* Questions to answer:
- 1) Revise the passage of the pediatric diagnostic AI article from "When comparing against" up to and including "experience) were outclassed.", changing "junior pediatricians" to "less experienced pediatricians".
- 2) Carry on the pediatric diagnostic AI article from the point where it stops.

* Source extract:
.....

When comparing against the human doctors, the study used 11,926 records from an unrelated group of children, giving both the MLC and the 20 humans it was compared against an even playing field. The results were clear: while cohorts of senior pediatricians performed better than the AI, junior pediatricians (those with 3-15 years of experience) were outclassed.

Helping, Not Replacing

While the research used a competitive analysis to measure the success of the AI, the results should be seen as anything but hostile to human doctors. The near future of artificial intelligence in medicine will see these machine learning programs augment, not replace, human physicians. The authors of the study specifically call out augmentation as the key short-term application of their work. Triaging incoming patients via intake forms, performing massive metastudies using EHRs, providing rapid ‘second opinions’—the applications for an AI doctor that is better-but-not-the-best are as varied as the healthcare industry itself.

That’s only considering how artificial intelligence could make a positive impact immediately upon implementation. It’s easy to see how long-term use of a diagnostic assistant could reshape the way modern medical institutions approach their work.

.....

* Listed entries:
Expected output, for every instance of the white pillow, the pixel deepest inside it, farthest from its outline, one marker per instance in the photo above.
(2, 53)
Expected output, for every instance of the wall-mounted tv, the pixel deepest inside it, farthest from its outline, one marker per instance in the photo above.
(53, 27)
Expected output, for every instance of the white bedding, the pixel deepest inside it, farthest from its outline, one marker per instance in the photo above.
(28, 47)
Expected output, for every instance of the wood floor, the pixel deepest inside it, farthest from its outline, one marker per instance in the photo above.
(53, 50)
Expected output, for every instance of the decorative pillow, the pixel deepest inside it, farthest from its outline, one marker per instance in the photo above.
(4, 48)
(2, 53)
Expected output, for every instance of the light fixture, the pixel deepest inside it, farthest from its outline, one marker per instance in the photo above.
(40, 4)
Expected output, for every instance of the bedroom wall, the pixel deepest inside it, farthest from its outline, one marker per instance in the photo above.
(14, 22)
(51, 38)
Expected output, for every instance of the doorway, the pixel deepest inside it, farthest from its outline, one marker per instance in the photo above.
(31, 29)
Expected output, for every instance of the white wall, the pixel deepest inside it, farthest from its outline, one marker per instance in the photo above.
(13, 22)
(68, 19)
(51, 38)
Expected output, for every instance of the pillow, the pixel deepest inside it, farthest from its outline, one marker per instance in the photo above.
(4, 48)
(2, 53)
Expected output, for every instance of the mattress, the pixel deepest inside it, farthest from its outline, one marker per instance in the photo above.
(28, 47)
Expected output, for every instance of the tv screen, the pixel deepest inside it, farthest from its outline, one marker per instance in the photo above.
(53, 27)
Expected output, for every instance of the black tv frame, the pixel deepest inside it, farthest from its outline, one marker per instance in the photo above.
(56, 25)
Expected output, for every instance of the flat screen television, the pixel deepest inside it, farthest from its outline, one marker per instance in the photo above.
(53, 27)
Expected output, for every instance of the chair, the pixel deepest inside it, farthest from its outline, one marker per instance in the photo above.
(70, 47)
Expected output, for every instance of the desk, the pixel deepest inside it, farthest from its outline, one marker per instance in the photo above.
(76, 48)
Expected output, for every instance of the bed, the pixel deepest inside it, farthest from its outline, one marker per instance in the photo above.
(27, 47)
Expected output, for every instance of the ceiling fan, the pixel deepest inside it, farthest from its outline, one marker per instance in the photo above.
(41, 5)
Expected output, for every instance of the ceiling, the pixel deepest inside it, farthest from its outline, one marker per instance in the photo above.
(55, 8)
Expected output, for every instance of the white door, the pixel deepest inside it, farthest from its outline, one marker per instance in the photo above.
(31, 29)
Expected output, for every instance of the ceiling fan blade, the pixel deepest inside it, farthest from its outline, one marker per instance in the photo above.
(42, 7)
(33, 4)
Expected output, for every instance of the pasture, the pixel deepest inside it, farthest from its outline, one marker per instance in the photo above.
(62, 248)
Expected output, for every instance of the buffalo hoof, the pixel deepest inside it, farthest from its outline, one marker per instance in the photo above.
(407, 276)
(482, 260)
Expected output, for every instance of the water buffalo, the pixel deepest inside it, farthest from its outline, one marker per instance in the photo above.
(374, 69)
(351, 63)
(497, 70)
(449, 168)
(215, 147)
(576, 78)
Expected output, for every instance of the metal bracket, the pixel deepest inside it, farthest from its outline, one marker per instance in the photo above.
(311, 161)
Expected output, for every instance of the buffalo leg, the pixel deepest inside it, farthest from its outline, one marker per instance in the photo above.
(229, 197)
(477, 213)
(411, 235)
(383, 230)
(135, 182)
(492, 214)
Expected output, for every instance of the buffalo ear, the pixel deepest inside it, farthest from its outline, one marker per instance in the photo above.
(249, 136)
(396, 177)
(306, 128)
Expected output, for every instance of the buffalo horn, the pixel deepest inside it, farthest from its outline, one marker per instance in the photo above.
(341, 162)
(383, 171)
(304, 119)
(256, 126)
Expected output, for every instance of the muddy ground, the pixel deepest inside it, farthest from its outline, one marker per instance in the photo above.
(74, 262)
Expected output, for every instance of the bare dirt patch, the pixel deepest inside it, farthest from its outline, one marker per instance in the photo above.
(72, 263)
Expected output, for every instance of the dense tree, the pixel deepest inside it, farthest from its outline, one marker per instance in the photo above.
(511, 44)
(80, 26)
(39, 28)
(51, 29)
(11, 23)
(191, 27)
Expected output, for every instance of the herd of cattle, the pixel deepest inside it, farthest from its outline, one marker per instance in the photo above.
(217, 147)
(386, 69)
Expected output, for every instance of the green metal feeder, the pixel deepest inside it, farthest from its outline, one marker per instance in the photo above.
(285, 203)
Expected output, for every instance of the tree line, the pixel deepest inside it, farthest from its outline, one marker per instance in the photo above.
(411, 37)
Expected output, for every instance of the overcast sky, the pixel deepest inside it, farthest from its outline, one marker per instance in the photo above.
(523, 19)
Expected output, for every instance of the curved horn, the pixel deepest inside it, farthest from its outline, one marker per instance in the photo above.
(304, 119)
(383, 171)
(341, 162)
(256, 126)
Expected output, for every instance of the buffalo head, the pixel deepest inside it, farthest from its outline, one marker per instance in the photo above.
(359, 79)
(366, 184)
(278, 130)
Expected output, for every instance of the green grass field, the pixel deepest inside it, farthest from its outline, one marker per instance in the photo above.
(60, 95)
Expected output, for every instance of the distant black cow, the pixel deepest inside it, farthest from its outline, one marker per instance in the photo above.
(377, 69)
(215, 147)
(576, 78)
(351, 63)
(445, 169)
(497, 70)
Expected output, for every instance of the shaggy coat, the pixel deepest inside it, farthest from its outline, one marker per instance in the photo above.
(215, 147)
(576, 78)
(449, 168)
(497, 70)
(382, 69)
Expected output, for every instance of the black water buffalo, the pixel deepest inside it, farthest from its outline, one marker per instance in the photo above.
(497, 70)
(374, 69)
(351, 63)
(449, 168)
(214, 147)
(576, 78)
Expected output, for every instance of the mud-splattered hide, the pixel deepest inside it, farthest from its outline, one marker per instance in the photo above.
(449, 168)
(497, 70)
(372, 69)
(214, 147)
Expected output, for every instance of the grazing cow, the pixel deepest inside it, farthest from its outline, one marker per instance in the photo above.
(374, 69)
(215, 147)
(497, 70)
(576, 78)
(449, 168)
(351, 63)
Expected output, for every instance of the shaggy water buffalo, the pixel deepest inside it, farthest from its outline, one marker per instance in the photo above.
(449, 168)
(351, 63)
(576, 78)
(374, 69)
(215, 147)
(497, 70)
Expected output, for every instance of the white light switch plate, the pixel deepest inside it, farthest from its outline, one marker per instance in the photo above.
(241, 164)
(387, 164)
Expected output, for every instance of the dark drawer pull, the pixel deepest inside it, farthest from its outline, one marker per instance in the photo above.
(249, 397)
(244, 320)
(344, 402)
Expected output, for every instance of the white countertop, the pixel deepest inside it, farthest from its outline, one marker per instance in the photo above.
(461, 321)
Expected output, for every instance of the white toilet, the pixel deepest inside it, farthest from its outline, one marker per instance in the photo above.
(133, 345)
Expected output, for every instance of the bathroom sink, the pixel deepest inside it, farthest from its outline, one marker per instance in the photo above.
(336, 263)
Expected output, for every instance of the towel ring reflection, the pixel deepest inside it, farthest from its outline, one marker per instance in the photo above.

.....

* Expected results:
- 1)
When comparing against the human doctors, the study used 11,926 records from an unrelated group of children, giving both the MLC and the 20 humans it was compared against an even playing field. The results were clear: while cohorts of senior pediatricians performed better than the AI, less experienced pediatricians (those with 3-15 years of experience) were outclassed.

- 2)
Look at how the MLC results fit snugly between the junior and senior physician groups. Essentially, it took nearly 15 years before a physician could consistently out-diagnose the machine. That’s a decade and a half wherein an AI diagnostic assistant would be an invaluable partner—both as a training tool and a safety measure. Likewise, on the other side of the experience curve you have physicians whose performance could be continuously leveraged to improve the AI’s effectiveness. This is a clear opportunity for a symbiotic relationship, with humans and machines each assisting the other as they mature.

Closer to Us, But Still Dependent on Us

No matter the ultimate application, the AI doctors of the future are drawing nearer to us step by step. This latest research is a demonstration that artificial intelligence can mimic the results of human deductive reasoning even in some of the most complex and important decision-making processes. True, the MLC required input from humans to function; both the initial data points and the cases used to evaluate the AI depended on EHRs written by physicians. While every effort was made to design a test schema that removed any indication of the eventual diagnosis, some “data leakage” is bound to occur.

In other words, when AIs use human-created data, they inherit human insight to some degree. Yet the progress made in machine imaging, chatbots, sensors, and other fields all suggest that this dependence on human input is more about where we are right now than where we could be in the near future.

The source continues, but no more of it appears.